* Exercise: Set out every line of all the rows below as a numbered list. Skip blank lines and leave the pictures out of your answer.

* Given records:
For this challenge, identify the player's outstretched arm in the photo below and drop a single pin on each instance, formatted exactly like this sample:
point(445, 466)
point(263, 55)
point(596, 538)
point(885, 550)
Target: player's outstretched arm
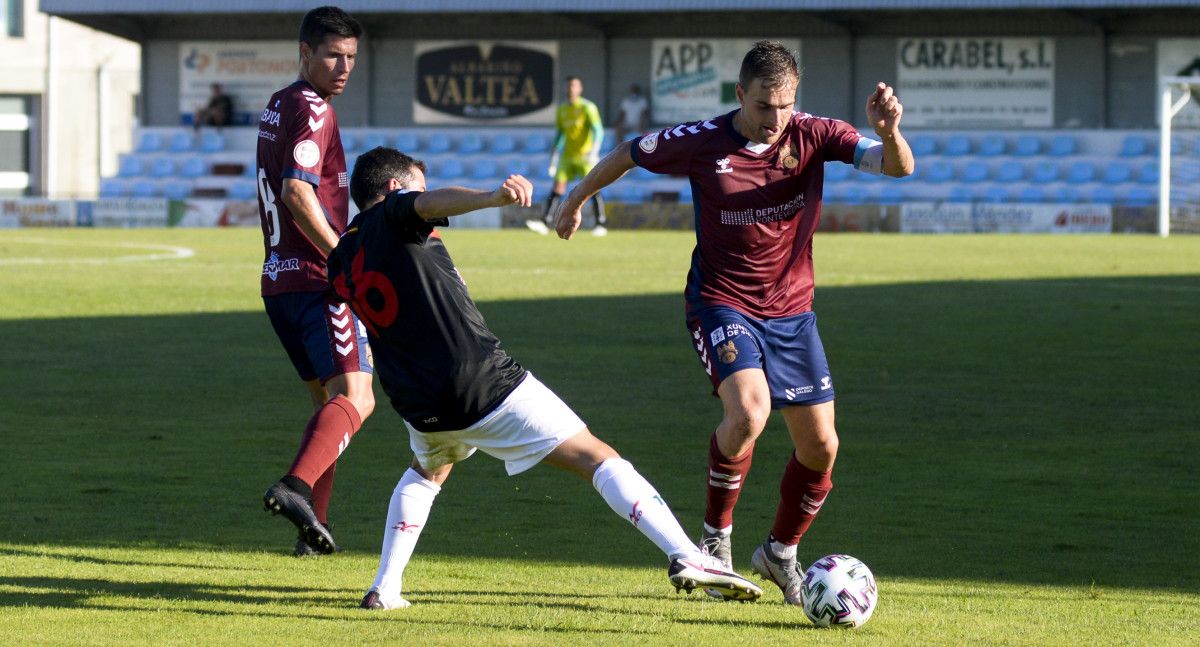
point(306, 210)
point(883, 112)
point(610, 169)
point(454, 201)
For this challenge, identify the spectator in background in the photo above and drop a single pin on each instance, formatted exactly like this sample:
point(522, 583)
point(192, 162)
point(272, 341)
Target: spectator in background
point(634, 112)
point(217, 112)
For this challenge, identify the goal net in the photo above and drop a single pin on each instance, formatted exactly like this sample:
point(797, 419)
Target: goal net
point(1179, 156)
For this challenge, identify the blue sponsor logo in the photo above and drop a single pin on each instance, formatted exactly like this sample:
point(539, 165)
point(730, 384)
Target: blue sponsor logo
point(275, 265)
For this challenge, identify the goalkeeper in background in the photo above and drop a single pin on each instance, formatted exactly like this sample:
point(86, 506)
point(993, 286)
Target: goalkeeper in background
point(579, 135)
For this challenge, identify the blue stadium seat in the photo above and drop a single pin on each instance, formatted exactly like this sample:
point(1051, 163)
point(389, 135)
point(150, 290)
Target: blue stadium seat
point(1062, 145)
point(181, 142)
point(892, 195)
point(1027, 145)
point(517, 166)
point(503, 144)
point(130, 166)
point(1147, 173)
point(484, 169)
point(1011, 172)
point(1104, 195)
point(855, 195)
point(193, 167)
point(471, 143)
point(996, 193)
point(112, 187)
point(991, 145)
point(439, 142)
point(144, 189)
point(923, 144)
point(150, 142)
point(957, 147)
point(243, 191)
point(1134, 145)
point(537, 143)
point(1044, 172)
point(161, 167)
point(1080, 172)
point(177, 190)
point(631, 192)
point(1117, 173)
point(1139, 196)
point(373, 139)
point(1066, 193)
point(408, 143)
point(211, 142)
point(975, 172)
point(937, 172)
point(960, 193)
point(1030, 193)
point(451, 168)
point(838, 172)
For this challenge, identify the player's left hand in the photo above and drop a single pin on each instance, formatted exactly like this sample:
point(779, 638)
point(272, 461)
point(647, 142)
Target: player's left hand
point(515, 190)
point(883, 109)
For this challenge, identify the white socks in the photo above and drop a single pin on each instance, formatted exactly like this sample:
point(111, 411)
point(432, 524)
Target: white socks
point(633, 497)
point(407, 514)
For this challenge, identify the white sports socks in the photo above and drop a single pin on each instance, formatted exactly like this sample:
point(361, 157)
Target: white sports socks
point(407, 514)
point(633, 497)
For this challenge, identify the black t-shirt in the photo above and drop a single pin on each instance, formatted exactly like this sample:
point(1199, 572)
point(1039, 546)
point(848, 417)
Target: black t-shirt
point(437, 360)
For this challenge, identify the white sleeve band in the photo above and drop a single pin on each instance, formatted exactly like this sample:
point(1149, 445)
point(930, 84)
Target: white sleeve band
point(869, 156)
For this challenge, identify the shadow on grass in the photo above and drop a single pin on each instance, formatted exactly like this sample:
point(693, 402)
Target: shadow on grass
point(1024, 431)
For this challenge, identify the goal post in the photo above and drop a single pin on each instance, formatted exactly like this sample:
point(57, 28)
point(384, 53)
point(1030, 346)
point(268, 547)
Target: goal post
point(1176, 94)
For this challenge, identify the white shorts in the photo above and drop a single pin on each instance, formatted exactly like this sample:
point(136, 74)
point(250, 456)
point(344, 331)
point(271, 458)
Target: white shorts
point(521, 431)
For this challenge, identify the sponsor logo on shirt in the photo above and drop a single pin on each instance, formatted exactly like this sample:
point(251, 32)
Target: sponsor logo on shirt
point(727, 352)
point(796, 391)
point(767, 214)
point(306, 154)
point(649, 143)
point(733, 330)
point(270, 117)
point(275, 265)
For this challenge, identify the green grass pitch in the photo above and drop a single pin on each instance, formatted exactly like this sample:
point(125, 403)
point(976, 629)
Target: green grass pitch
point(1019, 421)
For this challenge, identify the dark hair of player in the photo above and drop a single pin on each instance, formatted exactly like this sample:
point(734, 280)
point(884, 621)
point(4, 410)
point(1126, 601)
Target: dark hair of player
point(769, 61)
point(323, 22)
point(375, 167)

* Solved exercise:
1. For this challenge, identify the player's outstretched arm in the photo below and drop a single pin on each instance, formatted exactly like this sample:
2. point(445, 466)
3. point(263, 55)
4. point(596, 538)
5. point(885, 550)
6. Target: player's outstretched arm
7. point(306, 210)
8. point(883, 112)
9. point(610, 169)
10. point(454, 201)
11. For this challenge, identify the spectator in background in the photo above and drop a single pin on each instance, formatted exactly like this sample:
12. point(522, 583)
13. point(192, 162)
14. point(272, 341)
15. Target: spectator in background
16. point(634, 112)
17. point(217, 112)
18. For this challenge, identify the goal net in the photo above and drop a single pin on each instance, formatted exactly like this sample:
19. point(797, 419)
20. Target: goal net
21. point(1179, 156)
22. For this challenge, identify the blue sponsor logo in the photo above and drop a single pin on each instance, formatted exactly like this sample:
23. point(539, 165)
24. point(730, 384)
25. Target: blue sponsor logo
26. point(275, 265)
27. For this challenge, identify the goalkeeper in background in the photo above and drop a single pin on each instance, formatted exactly like this sample:
28. point(86, 506)
29. point(993, 286)
30. Target: goalkeeper in background
31. point(579, 135)
32. For this challenge, identify the blue stadium seat in the photo above and drop a single pin on each instance, formatted exactly like this sample:
33. point(1051, 163)
34. point(389, 135)
35. point(150, 290)
36. Target: blue stadium seat
37. point(1062, 145)
38. point(181, 142)
39. point(892, 195)
40. point(1027, 145)
41. point(517, 166)
42. point(503, 144)
43. point(130, 166)
44. point(1147, 173)
45. point(484, 169)
46. point(1011, 172)
47. point(1104, 195)
48. point(855, 195)
49. point(193, 167)
50. point(471, 143)
51. point(996, 193)
52. point(112, 187)
53. point(991, 145)
54. point(439, 142)
55. point(144, 189)
56. point(923, 144)
57. point(150, 142)
58. point(957, 147)
59. point(243, 191)
60. point(1134, 145)
61. point(537, 143)
62. point(1044, 172)
63. point(161, 167)
64. point(1080, 172)
65. point(177, 190)
66. point(631, 192)
67. point(1117, 173)
68. point(1139, 196)
69. point(373, 139)
70. point(1066, 193)
71. point(408, 143)
72. point(211, 142)
73. point(975, 172)
74. point(937, 172)
75. point(960, 193)
76. point(1030, 193)
77. point(451, 168)
78. point(838, 172)
79. For this challenge, identify the player's left hand in the photo above and drop a single pin on each instance, formatted exactly like this sample:
80. point(779, 638)
81. point(272, 461)
82. point(647, 142)
83. Target: player's left hand
84. point(515, 190)
85. point(883, 109)
86. For this challenge, identify the white socks in the photo above and drop a single pin on each instance, formatted exactly like this sample:
87. point(111, 411)
88. point(432, 524)
89. Target: white socks
90. point(633, 497)
91. point(407, 514)
92. For this challenge, identify the white sports socks in the photo above and drop a single pin on each instance, formatted exactly like this sample:
93. point(361, 157)
94. Target: white sports socks
95. point(407, 514)
96. point(633, 497)
97. For this challenge, identify the black t-shirt in the photo above and drop a single pin on each instance, formatted exactly like this sample:
98. point(1199, 572)
99. point(1039, 546)
100. point(848, 417)
101. Target: black t-shirt
102. point(437, 360)
103. For this challenge, identify the white sleeve band in the photo above and drop a single pin on each instance, formatted exactly like this sample:
104. point(1149, 445)
105. point(930, 84)
106. Target: white sleeve band
107. point(869, 156)
108. For this challenge, identify the shadow on grass in the photo above and drop a single pin on each instance, formatted exactly like this sample:
109. point(693, 402)
110. Target: shadow on grass
111. point(1024, 431)
112. For this challenge, identify the goal post in the photo above and drop a single pin on each instance, formatted exactly like this sample:
113. point(57, 28)
114. point(384, 53)
115. point(1030, 346)
116. point(268, 547)
117. Target: goal post
118. point(1176, 94)
119. For this challenge, identify the white shorts in the photo above and drop a single pin on each instance, formatted exactly like this sample:
120. point(136, 74)
121. point(250, 456)
122. point(344, 331)
123. point(271, 458)
124. Target: white shorts
125. point(521, 431)
126. For this challenge, identify the sponsor logo on shirt in the photo above and drop a single pin on each instance, formatted exactly like this sample:
127. point(251, 32)
128. Target: sponsor logo on shirt
129. point(727, 352)
130. point(796, 391)
131. point(767, 214)
132. point(306, 154)
133. point(649, 143)
134. point(733, 330)
135. point(270, 117)
136. point(275, 265)
137. For this challenge, identify the green grass pitch in the photo above and drop a single pin on each instance, formatted exactly like this sample:
138. point(125, 403)
139. point(976, 629)
140. Target: green grass pitch
141. point(1019, 421)
142. For this challenge, identify the dark hair of player in the photo above and drop a single pin on each instance, formatted exactly like this sample:
143. point(734, 280)
144. point(884, 621)
145. point(4, 410)
146. point(1126, 601)
147. Target: dark hair of player
148. point(769, 61)
149. point(323, 22)
150. point(375, 167)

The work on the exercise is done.